Task instructions:
- 1) Reproduce the DDCPA bylaws word for word from "Section 1 The board" to "set by DDCPA policy.".
- 2) According to the DDCPA bylaws, how many elected and appointed directors make up the board of directors?

** Start Source **

Section 3 Types and levels of memberships are set by the board of directors with input and ratification by the membership.

Section 4  The DDCPA is a 501(c)(3) nonprofit organization committed to providing an environment that is free from discrimination or harassment in all DDCPA-related activities – including activities focused on education, competition, and marketing. Therefore, the DDCPA prohibits any member of the DDC Players Association or within DDCPA-sanctioned events  (including tournament staff/volunteers, competitors, and education staff) from harassing and/or discriminating against any other member of DDCPA/flying disc community because of that person’s race, gender (including sexual harassment), sexual orientation, ethnicity or national origin, ancestry, religion, age, or disabled status.

Article VI The Board of Directors, Elected Directors and Committee Directors

Section 1 The board of directors shall consist of three elected and three appointed directors. The board conducts the regular business of the DDCPA. The order of business conducted by the board will be determined by DDCPA policy. All members of the board will maintain up-to-date memberships.

Section 2 Regular meetings of the board will be held at least quarterly or as decided by the board.

Section 3 A quorum for conducting the business of the board will consist of not less than half of the total board members. Quorums are necessary only for issues that require voting as dictated by DDCPA policy.

Section 4 The elected directors of the DDCPA board of directors will be Executive Director, Treasurer, Competition/Marketing/Education Director. The duties of the elected directors, and order of succession, are set by DDCPA policy.

** End Source **
** Start Listed entries **

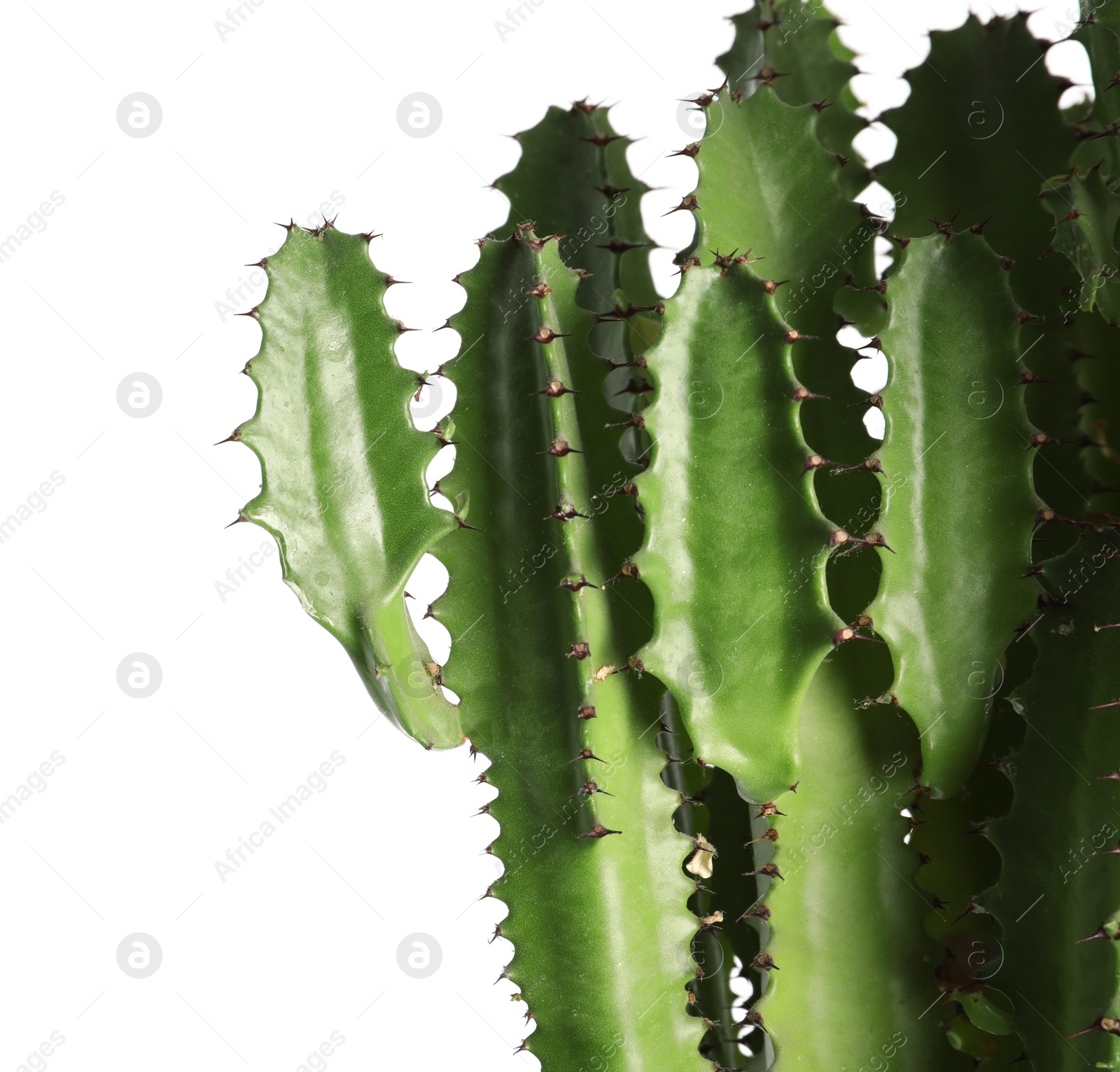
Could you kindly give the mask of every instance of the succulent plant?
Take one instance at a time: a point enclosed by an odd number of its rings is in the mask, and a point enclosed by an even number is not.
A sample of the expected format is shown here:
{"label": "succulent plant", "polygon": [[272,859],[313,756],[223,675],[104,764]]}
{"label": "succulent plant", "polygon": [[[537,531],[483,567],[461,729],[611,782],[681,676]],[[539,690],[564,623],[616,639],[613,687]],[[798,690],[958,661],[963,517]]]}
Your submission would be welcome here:
{"label": "succulent plant", "polygon": [[402,730],[489,758],[545,1072],[1120,1068],[1118,12],[1064,112],[1021,17],[935,32],[874,169],[836,21],[737,16],[669,299],[628,139],[550,109],[430,374],[372,235],[261,261],[241,519]]}

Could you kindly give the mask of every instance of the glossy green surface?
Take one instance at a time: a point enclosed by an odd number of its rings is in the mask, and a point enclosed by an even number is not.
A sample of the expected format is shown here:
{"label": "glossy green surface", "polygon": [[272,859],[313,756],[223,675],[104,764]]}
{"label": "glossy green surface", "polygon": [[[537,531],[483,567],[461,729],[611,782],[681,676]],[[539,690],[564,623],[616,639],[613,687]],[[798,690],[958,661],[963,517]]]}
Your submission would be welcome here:
{"label": "glossy green surface", "polygon": [[[1035,485],[1048,506],[1071,516],[1089,491],[1064,326],[1077,277],[1064,258],[1046,255],[1054,221],[1037,198],[1077,145],[1057,106],[1066,83],[1046,69],[1045,43],[1020,16],[988,24],[970,17],[931,34],[930,46],[927,60],[906,72],[906,102],[881,116],[898,138],[894,158],[876,167],[897,204],[890,231],[917,237],[950,220],[958,231],[981,226],[991,248],[1015,262],[1016,302],[1037,318],[1023,326],[1021,351],[1027,369],[1046,381],[1026,389],[1028,414],[1062,440],[1036,456]],[[1039,538],[1054,554],[1067,533],[1044,530]]]}
{"label": "glossy green surface", "polygon": [[913,886],[918,856],[903,841],[917,731],[866,702],[889,680],[881,645],[847,644],[821,666],[801,711],[801,782],[772,820],[784,880],[766,901],[766,952],[778,970],[758,1007],[775,1072],[971,1068],[934,1008],[937,947]]}
{"label": "glossy green surface", "polygon": [[1100,167],[1051,179],[1043,199],[1054,213],[1052,246],[1077,269],[1081,286],[1076,306],[1095,309],[1114,327],[1120,321],[1120,197],[1109,186]]}
{"label": "glossy green surface", "polygon": [[799,0],[755,4],[730,21],[735,40],[716,57],[728,87],[749,96],[774,71],[781,100],[794,106],[821,105],[816,134],[829,152],[844,158],[840,185],[849,197],[857,196],[870,177],[851,142],[867,120],[855,111],[859,102],[849,82],[858,72],[852,53],[836,35],[840,24],[823,4]]}
{"label": "glossy green surface", "polygon": [[[1014,1003],[1037,1072],[1120,1056],[1114,1035],[1066,1037],[1116,1015],[1120,749],[1118,708],[1100,705],[1120,698],[1120,630],[1100,626],[1120,622],[1118,556],[1116,532],[1095,533],[1046,567],[1057,603],[1030,631],[1038,660],[1016,705],[1026,738],[1007,766],[1015,800],[988,830],[1004,857],[984,897],[1002,925],[992,982]],[[1102,924],[1108,936],[1092,938]]]}
{"label": "glossy green surface", "polygon": [[363,235],[288,229],[268,258],[245,371],[260,391],[234,434],[261,460],[261,493],[241,518],[280,544],[283,577],[354,660],[377,706],[424,746],[463,743],[404,606],[421,556],[455,528],[427,503],[437,445],[412,427],[413,373],[393,355],[385,277]]}
{"label": "glossy green surface", "polygon": [[[800,28],[781,45],[782,77],[759,84],[746,99],[720,94],[707,108],[707,133],[696,158],[699,251],[703,260],[711,251],[749,252],[752,259],[759,258],[755,271],[781,283],[778,309],[801,336],[794,372],[815,395],[802,409],[805,441],[836,463],[814,474],[814,487],[824,515],[837,528],[849,529],[876,516],[878,487],[869,472],[840,468],[859,466],[874,455],[878,440],[864,427],[866,392],[851,380],[858,355],[839,343],[837,329],[844,319],[872,336],[883,325],[881,295],[847,285],[849,279],[865,288],[877,283],[878,223],[847,198],[840,178],[848,168],[821,146],[821,122],[832,110],[818,113],[810,103],[795,105],[782,96],[787,93],[783,84],[806,85],[825,76],[834,81],[838,69],[847,69],[832,63],[822,66],[809,47],[827,21],[793,25]],[[738,22],[732,52],[749,53],[754,32],[749,24]],[[785,32],[772,27],[766,40],[781,43]],[[875,562],[838,562],[842,565],[829,568],[830,595],[850,619],[875,595]]]}
{"label": "glossy green surface", "polygon": [[[526,295],[541,282],[550,292]],[[698,926],[681,870],[690,843],[673,828],[679,799],[657,747],[663,689],[625,669],[652,609],[633,578],[599,587],[636,548],[641,522],[631,495],[610,494],[629,467],[605,426],[625,414],[601,393],[606,365],[590,351],[595,317],[577,304],[578,282],[556,241],[534,251],[529,234],[485,241],[461,276],[467,304],[451,325],[464,354],[449,365],[457,457],[441,490],[452,501],[469,490],[482,531],[452,532],[435,550],[450,574],[433,608],[451,634],[444,680],[493,759],[505,866],[494,895],[510,906],[507,975],[536,1019],[526,1047],[550,1072],[702,1070],[703,1025],[685,1014]],[[568,337],[539,343],[542,327]],[[551,381],[585,393],[540,394]],[[557,440],[572,453],[549,455]],[[584,516],[550,516],[558,510]],[[560,587],[581,578],[587,587]],[[577,644],[589,655],[566,658]],[[587,707],[596,717],[581,719]],[[589,795],[588,781],[613,795]],[[588,836],[598,826],[620,833]]]}
{"label": "glossy green surface", "polygon": [[[890,279],[875,627],[922,733],[923,784],[961,786],[1034,605],[1032,429],[1008,272],[969,232],[915,239]],[[951,313],[949,311],[951,310]],[[967,357],[967,360],[965,360]],[[858,533],[862,535],[862,533]]]}
{"label": "glossy green surface", "polygon": [[796,781],[801,698],[841,625],[785,332],[746,265],[684,274],[647,355],[655,446],[637,482],[635,561],[655,600],[642,659],[673,690],[697,754],[755,801]]}
{"label": "glossy green surface", "polygon": [[[1071,36],[1085,46],[1093,78],[1093,101],[1074,110],[1083,141],[1079,165],[1091,167],[1104,159],[1105,178],[1120,177],[1120,140],[1110,133],[1120,121],[1120,3],[1117,0],[1084,0],[1084,21]],[[1094,137],[1096,136],[1096,137]]]}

** End Listed entries **

Solved tasks:
- 1)
Section 1 The board of directors shall consist of three elected and three appointed directors. The board conducts the regular business of the DDCPA. The order of business conducted by the board will be determined by DDCPA policy. All members of the board will maintain up-to-date memberships.

Section 2 Regular meetings of the board will be held at least quarterly or as decided by the board.

Section 3 A quorum for conducting the business of the board will consist of not less than half of the total board members. Quorums are necessary only for issues that require voting as dictated by DDCPA policy.

Section 4 The elected directors of the DDCPA board of directors will be Executive Director, Treasurer, Competition/Marketing/Education Director. The duties of the elected directors, and order of succession, are set by DDCPA policy.

- 2) Three elected and three appointed directors.